Police And Fake Journalists
The most astounding aspect of the Panama Papers affair is how up to 300 “journalists” from dozens of countries could be so abysmally ignorant of business law and real-world trading practices. Their “scoop” is nothing less than grand libel and global-wide slander. The victims of this phony scandal, whose names were bandied to the world press, should file a class-action lawsuit against the International Consortium of Investigative Journalists (ICIJ), and its sponsors George Soros, the Ford Foundation, the Omidyar Network and the hidden spymasters in the US Treasury Department for substantial damages to legitimate business interests, political careers, privacy rights and personal reputation.
ICIJ was warned about the illegality of their flawed methods by an authentic investigative journalist. On a quick visit to the East Coast on March 2015, I left a number of phone messages and sent an email query to ICIJ requesting a meeting and an explanation for why they wrongfully abuse people who open a foreign bank account. My email message explained that so-called “offshore” accounts are legal and, in most cases, necessary under commercial business practices. The two chief leaders of ICIJ replied that they could not meet me because they were “out of town” in Virginia, 15 minutes away from Washington DC. It became clear to me then, that the heads of ICIJ are media fraudsters up to no good.
One might ask: Well, weren’t (suspected) drug traffickers on the list of 11million-plus offshore accounts? The answer is that under criminal law and the civil code, two rules prevail: innocence until guilt is provent; and public accusations against innocent parties is libelous and punishable with fines and imprisonment. Given the extent of the slander and libel against clients of the Mossack and Fonseca law firm, ICIJ should be prosecuted and deprived of its non-profit status and then court-ordered to pay massive fines for global libel of their victims.
To emphasis the legality of holding a foreign bank account: If non-US citizens were to be forbidden under law to hold accounts in American banks, it would mean certain collapse for JP Morgan Citibank, Bank of America, Wells Fargo, First Bank and the like. If the “logic” of ICIJ is adopted as law, then Congress should introduce legislation banning foreign investors from all U.S. financial services, including the purchase of Treasury bonds. ICIJ could then explain their misbegotten crusade to a hundred million unemployed American workers whose employers go bankrupt.
If anything, if for personal honor and not well-deserved retaliation, those who were slandered by the ICIJ insinuations of criminality should now withdraw all their funds and investments from the US financial institutions in order to teach a lesson to the ICIJ’s hidden masters behind this phony scandal, the blackmailers and thieves at the US Treasury Department and the Federal Reserve Bank.
Secret Police for the Central Bankers
The ICIJ are stooges of the US Treasury’s secret police agency called the Financial Crimes Enforcement Network (FinCEN), organized under Title III of the Homeland Security Act.

Data shown ▸
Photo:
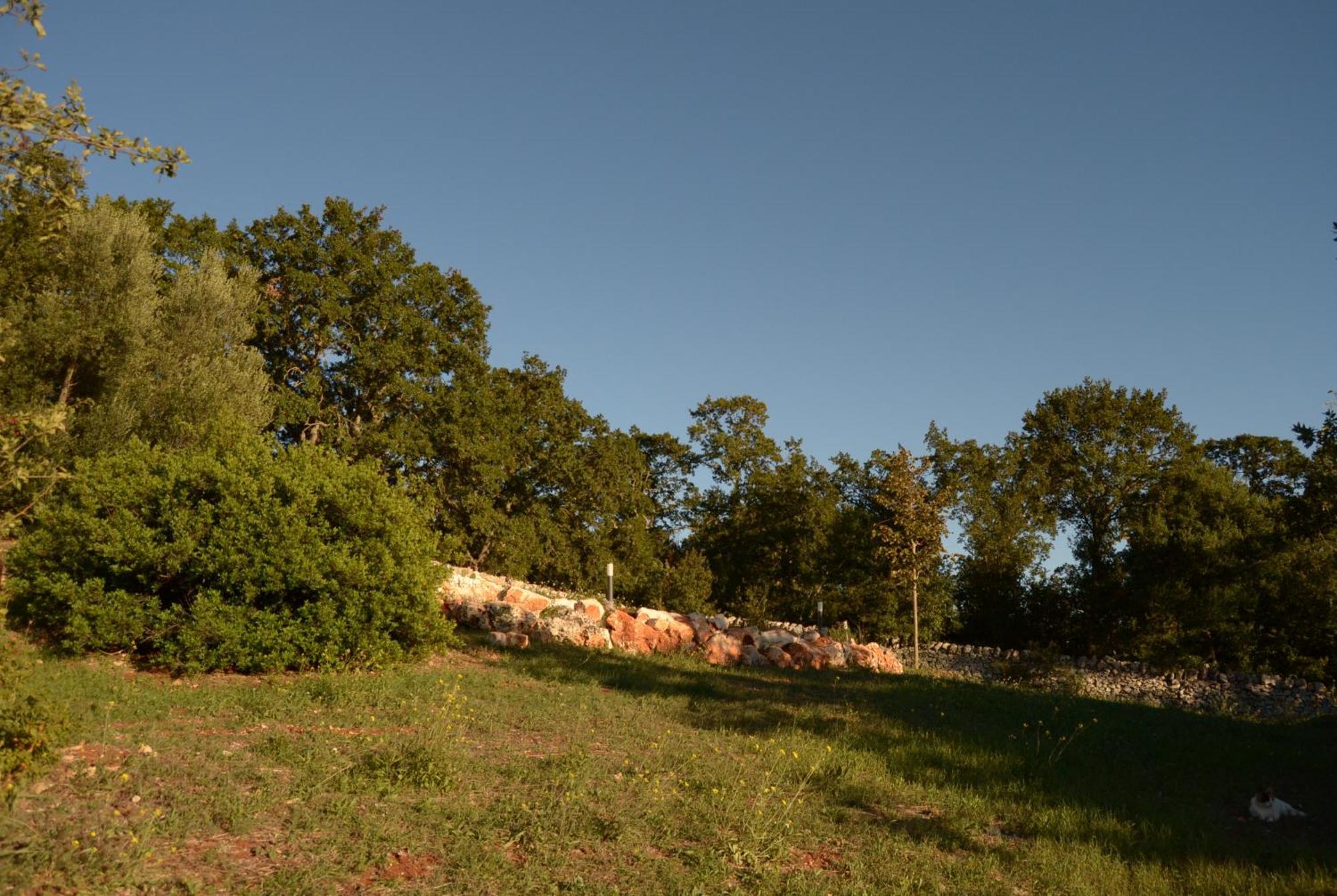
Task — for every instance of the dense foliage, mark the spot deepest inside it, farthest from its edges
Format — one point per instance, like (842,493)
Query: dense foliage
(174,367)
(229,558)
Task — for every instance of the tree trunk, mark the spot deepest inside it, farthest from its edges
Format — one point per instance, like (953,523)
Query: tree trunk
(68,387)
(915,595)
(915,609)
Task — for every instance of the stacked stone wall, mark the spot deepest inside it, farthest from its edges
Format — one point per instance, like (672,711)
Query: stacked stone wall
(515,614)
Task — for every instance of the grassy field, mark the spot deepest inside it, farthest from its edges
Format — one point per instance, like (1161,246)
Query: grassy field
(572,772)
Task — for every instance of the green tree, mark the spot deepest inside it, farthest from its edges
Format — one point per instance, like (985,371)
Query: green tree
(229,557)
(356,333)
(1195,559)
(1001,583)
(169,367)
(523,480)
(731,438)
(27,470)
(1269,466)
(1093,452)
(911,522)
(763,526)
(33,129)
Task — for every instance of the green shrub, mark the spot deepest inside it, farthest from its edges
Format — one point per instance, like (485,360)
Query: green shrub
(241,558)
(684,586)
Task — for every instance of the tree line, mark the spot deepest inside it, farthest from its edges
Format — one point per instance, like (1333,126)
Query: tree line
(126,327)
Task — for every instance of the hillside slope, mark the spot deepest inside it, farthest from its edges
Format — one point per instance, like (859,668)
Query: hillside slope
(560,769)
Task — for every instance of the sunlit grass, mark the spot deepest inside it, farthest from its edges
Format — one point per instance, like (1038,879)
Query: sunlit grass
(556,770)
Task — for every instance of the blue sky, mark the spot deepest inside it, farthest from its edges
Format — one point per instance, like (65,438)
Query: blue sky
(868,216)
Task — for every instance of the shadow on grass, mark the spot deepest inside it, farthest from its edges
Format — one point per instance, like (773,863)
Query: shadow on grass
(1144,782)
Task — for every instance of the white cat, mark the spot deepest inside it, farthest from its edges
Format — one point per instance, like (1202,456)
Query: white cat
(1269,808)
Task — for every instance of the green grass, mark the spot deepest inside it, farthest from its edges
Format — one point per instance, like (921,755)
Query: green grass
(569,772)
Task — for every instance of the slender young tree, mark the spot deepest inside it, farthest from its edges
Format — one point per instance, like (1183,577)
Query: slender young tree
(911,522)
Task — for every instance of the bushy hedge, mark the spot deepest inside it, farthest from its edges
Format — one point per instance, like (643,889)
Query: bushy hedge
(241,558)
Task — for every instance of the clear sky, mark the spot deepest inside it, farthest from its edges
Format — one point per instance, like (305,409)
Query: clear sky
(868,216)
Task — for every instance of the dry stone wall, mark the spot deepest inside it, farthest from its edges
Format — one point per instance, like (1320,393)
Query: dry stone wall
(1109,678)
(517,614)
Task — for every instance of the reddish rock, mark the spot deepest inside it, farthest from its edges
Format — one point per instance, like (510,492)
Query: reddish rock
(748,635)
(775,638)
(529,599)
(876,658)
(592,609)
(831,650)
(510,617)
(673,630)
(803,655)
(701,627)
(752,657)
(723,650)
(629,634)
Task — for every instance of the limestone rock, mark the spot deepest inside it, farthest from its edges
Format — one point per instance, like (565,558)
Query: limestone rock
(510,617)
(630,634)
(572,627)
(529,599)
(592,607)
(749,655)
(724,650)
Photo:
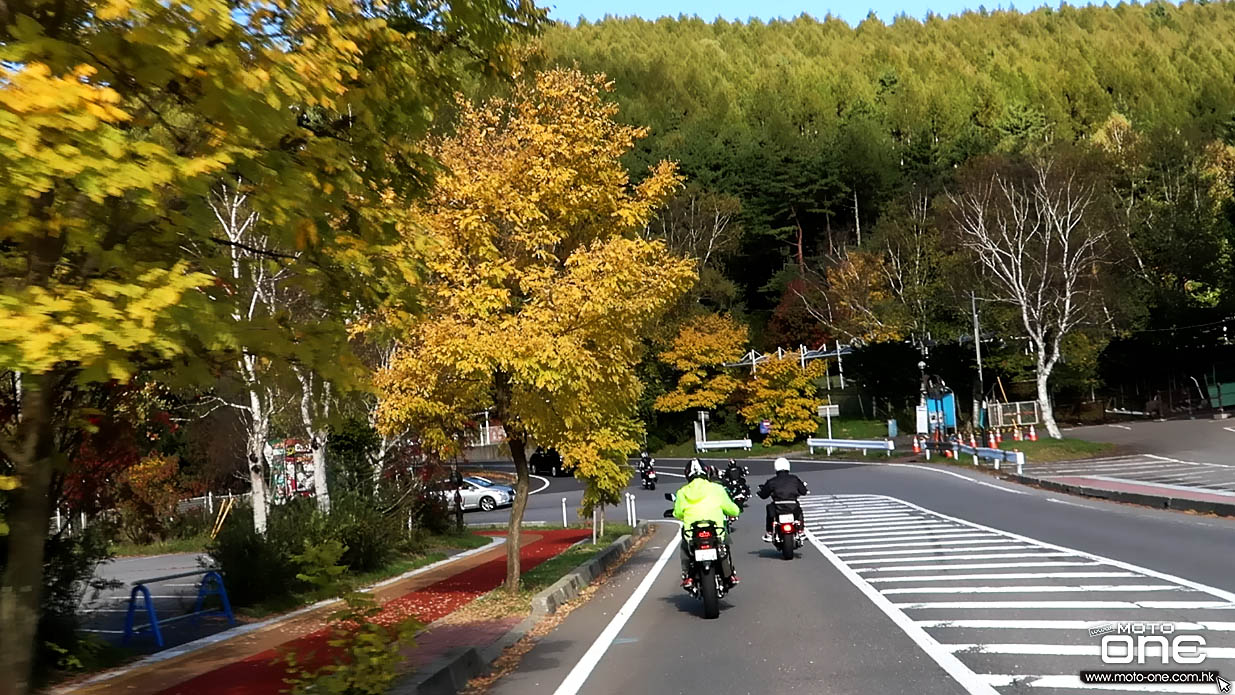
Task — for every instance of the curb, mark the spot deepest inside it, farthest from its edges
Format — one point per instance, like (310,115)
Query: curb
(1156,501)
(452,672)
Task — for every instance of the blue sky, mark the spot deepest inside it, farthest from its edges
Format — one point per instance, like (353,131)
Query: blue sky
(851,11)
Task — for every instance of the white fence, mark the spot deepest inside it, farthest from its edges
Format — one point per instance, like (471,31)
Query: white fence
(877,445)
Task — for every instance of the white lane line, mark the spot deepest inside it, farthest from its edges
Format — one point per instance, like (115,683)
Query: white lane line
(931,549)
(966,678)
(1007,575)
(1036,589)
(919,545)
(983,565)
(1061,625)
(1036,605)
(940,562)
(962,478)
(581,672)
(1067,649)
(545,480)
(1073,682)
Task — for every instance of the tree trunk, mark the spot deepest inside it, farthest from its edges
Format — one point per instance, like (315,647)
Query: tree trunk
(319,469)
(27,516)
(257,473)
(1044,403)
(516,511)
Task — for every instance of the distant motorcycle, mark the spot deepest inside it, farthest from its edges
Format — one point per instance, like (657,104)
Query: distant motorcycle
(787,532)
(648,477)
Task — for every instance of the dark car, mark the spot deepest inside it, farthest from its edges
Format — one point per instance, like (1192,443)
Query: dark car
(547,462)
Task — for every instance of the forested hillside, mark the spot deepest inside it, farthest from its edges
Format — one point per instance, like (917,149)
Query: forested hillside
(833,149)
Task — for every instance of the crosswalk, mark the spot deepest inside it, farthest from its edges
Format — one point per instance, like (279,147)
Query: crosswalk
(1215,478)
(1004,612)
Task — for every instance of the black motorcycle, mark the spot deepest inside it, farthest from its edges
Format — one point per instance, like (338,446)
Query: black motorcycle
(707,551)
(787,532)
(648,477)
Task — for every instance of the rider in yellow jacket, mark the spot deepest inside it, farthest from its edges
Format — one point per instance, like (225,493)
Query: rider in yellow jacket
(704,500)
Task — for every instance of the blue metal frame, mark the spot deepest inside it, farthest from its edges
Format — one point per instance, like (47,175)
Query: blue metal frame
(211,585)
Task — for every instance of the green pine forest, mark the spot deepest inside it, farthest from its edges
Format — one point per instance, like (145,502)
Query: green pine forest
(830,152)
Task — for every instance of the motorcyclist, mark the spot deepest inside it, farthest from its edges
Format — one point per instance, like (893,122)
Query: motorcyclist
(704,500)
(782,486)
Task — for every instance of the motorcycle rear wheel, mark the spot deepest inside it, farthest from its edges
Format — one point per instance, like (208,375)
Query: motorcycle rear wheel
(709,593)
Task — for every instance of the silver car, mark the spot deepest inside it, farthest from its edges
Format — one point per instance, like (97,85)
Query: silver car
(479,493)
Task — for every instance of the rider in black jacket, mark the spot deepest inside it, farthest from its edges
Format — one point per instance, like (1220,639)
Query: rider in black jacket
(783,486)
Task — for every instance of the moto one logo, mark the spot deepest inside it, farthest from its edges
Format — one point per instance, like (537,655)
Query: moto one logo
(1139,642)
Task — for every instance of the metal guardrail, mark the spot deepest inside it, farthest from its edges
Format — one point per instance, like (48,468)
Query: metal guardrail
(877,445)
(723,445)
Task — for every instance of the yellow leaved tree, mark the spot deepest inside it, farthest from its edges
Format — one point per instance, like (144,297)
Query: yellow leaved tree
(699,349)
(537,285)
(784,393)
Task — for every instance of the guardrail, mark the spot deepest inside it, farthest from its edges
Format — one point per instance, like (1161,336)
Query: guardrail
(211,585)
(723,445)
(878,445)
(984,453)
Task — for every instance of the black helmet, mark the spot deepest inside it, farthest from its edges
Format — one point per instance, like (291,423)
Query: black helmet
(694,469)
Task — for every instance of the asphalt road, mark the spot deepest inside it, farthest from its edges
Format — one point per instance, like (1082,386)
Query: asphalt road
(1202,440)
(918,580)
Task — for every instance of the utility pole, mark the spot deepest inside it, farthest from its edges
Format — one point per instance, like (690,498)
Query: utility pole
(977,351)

Objective ▸
Answer these questions from the piece on the Panama Papers:
1. Where did the two chief leaders of ICIJ say they were when they declined to meet?
2. How many offshore accounts does the piece say were on the list?
3. Under what law does the piece say FinCEN is organized?

Correct response ▸
1. "Out of town" in Virginia, 15 minutes from Washington DC.
2. More than 11 million.
3. Title III of the Homeland Security Act.